MÉTÉO – C’est une des conséquences les plus visibles du réchauffement climatique: dans les Alpes, la hausse des températures fragilise les pentes et “déstabilise” les glaciers en accélérant leur fonte. Un phénomène qui s’aggrave au cours d’épisodes de canicule.
Sur le versant italien du Mont Blanc, près de la station de Courmayeur, 500.000 mètres cubes de glace, fragments du glacier des Grandes Jorasses, menacent une nouvelle fois de rompre, comme en septembre et octobre 2019.
Nous sommes dans une phase de légère amélioration, la situation est un peu meilleure”, a toutefois assuré à l’AFP Stefano Miserocchi, le maire de Courmayeur. “Nous ne sommes cependant pas encore de retour à la situation d’avant la fermeture. C’est un peu positif, mais ce n’est pas un retour à la normale”. “Les mesures d’urgence restent les mêmes: évacuation des habitants menacés, et fermeture de la route du Val Ferret”, a souligné l’édile.
Un volume de glace équivalent à la cathédrale de Milan
Comme un immense sérac, un volume de glace estimé à 500.000 mètres cubes -soit la “taille de la cathédrale de Milan”- menacerait de s’ébouler, selon les autorités locales, qui ont ordonné mercredi soir l’évacuation durant 72 heures d’une “zone rouge” en contrebas.
Au total, seules 75 personnes ont été évacuées, une vingtaine de résidents et le reste des vacanciers, avec juste une poignée d’habitations concernées. L’évacuation était “urgente et impérative”, a justifié le maire de Courmayeur, mettant en avant la hausse des températures, après un coup de froid fin juillet.

EXTRAIT DES DONNÉES -
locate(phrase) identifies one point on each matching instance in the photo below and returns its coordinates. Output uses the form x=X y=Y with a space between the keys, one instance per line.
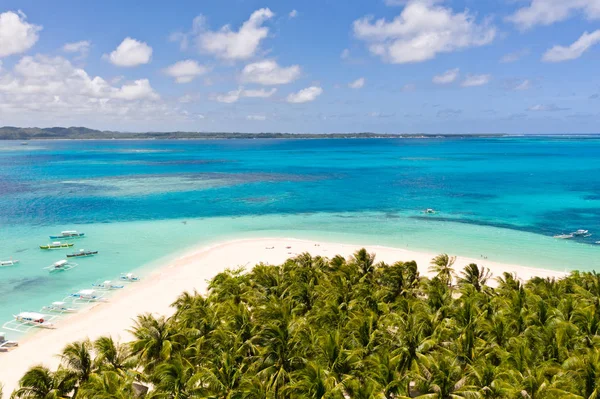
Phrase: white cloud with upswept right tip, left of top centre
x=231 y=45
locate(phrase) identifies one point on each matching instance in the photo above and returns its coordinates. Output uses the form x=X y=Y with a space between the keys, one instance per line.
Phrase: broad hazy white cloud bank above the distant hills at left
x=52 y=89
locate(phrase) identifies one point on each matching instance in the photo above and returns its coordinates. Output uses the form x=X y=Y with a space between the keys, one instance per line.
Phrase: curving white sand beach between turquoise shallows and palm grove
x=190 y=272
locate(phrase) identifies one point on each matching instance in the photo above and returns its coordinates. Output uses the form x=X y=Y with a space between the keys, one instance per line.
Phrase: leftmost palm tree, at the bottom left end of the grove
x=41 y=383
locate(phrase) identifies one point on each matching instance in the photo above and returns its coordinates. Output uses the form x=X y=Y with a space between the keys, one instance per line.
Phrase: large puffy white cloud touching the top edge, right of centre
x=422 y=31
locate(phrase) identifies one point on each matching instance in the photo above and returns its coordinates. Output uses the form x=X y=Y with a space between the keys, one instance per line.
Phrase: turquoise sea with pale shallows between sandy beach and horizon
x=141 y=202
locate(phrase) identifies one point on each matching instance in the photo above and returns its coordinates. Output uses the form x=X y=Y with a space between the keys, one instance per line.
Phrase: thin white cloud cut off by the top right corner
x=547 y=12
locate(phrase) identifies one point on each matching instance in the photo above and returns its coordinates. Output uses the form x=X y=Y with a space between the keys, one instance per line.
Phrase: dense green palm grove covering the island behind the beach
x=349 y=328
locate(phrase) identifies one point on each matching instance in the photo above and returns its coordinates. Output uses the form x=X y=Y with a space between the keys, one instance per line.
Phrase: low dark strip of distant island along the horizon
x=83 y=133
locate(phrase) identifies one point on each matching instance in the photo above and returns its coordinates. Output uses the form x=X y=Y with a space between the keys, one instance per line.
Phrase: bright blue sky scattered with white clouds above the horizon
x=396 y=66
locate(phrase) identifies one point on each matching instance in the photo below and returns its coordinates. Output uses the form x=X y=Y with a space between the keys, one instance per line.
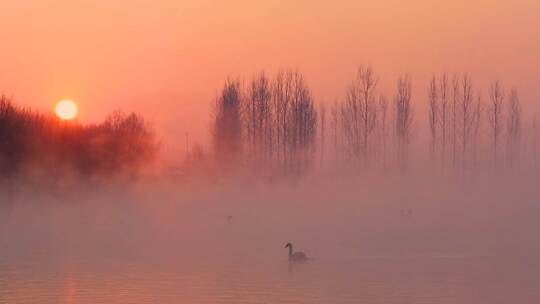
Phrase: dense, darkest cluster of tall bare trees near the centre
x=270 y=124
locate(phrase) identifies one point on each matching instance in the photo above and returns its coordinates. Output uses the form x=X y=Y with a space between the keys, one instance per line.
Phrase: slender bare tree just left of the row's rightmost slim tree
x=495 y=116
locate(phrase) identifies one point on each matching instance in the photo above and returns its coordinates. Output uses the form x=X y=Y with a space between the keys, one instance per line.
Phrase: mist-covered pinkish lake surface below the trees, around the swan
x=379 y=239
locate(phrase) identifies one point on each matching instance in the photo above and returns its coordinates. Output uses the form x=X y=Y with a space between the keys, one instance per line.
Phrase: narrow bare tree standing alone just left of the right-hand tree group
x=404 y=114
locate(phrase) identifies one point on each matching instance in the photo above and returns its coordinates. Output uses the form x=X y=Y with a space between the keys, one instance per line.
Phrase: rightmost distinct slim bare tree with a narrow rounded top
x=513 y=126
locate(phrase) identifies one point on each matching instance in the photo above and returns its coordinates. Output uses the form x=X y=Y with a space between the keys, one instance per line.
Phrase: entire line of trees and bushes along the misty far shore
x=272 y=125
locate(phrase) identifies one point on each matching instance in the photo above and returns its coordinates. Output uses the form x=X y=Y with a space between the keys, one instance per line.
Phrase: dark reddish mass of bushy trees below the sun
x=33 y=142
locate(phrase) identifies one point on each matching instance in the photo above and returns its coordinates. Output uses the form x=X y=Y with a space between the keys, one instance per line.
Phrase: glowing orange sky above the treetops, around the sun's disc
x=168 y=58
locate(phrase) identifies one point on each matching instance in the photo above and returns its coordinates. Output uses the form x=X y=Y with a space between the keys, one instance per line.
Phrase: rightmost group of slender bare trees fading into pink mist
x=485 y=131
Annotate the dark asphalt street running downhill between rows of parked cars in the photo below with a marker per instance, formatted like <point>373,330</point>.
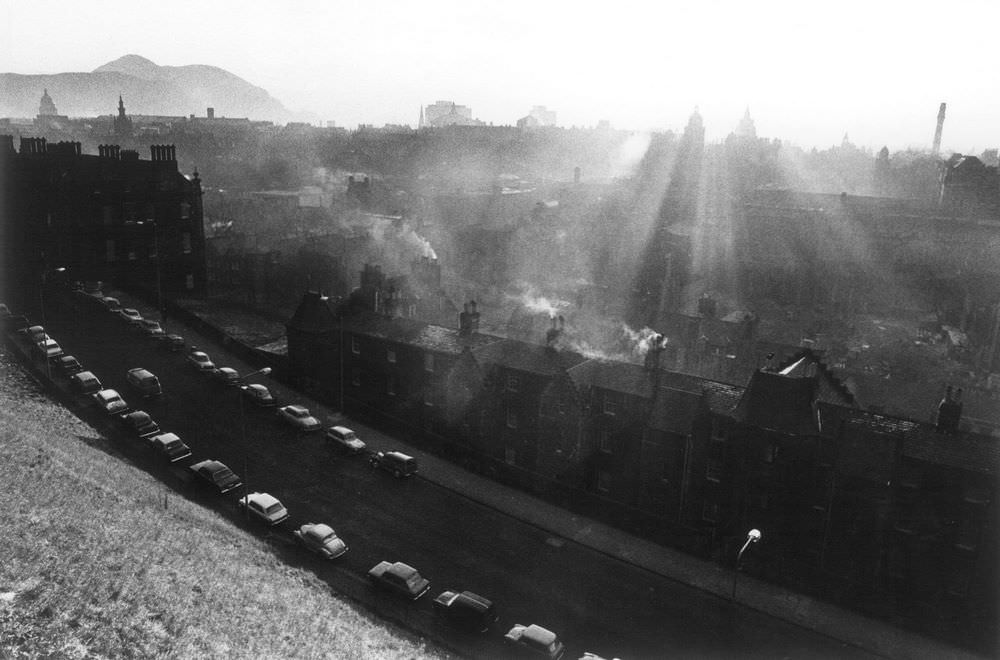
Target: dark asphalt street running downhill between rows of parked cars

OBJECTIF DE LA TÂCHE - Pouvez-vous recopier mot pour mot, dans l'article sur le glacier des Grandes Jorasses, le passage qui s'ouvre sur les mots contenant « MÉTÉO – C’est » et se termine par « d’épisodes de canicule. » ?

RÉSULTAT DE LA TÂCHE -
MÉTÉO – C’est une des conséquences les plus visibles du réchauffement climatique: dans les Alpes, la hausse des températures fragilise les pentes et “déstabilise” les glaciers en accélérant leur fonte. Un phénomène qui s’aggrave au cours d’épisodes de canicule.